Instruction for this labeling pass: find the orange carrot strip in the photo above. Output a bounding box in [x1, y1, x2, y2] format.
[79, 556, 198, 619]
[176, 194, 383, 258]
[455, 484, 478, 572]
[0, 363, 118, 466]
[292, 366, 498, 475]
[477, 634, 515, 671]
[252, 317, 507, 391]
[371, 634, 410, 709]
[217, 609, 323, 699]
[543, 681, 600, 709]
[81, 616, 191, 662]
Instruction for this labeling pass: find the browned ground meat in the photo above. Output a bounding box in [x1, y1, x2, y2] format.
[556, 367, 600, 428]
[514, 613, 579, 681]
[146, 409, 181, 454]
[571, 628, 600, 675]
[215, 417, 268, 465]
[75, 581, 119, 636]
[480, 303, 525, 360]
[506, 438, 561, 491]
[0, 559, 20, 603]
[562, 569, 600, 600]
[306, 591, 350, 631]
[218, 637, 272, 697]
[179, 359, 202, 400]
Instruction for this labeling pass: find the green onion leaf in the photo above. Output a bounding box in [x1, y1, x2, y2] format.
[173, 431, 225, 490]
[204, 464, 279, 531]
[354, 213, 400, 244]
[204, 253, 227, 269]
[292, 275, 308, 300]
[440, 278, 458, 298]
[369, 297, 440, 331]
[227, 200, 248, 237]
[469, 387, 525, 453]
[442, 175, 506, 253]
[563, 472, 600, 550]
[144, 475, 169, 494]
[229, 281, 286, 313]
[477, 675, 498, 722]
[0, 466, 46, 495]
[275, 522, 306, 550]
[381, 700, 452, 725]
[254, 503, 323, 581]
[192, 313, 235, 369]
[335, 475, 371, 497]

- - - - - - -

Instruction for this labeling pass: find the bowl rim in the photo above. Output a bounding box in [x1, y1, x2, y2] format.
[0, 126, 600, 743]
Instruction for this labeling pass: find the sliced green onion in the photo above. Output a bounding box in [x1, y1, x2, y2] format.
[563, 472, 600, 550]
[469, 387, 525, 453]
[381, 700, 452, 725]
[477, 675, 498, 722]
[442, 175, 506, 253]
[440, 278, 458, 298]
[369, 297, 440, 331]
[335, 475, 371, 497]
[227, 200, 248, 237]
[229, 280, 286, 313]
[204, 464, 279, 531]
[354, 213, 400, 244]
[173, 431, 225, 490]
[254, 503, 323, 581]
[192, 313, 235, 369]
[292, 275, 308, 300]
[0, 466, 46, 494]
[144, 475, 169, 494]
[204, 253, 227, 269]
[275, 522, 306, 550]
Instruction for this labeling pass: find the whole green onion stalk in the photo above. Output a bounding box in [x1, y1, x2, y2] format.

- - - - - - -

Pull out the stretch of records from the line containing "Instruction for this labeling pass: find the orange" through the line containing "[252, 317, 507, 391]", and copy each of those lines word for word.

Instruction for this labeling pass: find the orange carrot strip in the photo above. Output a bounding box in [x1, y1, x2, y2] format.
[79, 556, 198, 619]
[176, 194, 383, 258]
[455, 484, 478, 572]
[0, 363, 118, 466]
[292, 366, 498, 475]
[477, 634, 515, 671]
[252, 317, 507, 391]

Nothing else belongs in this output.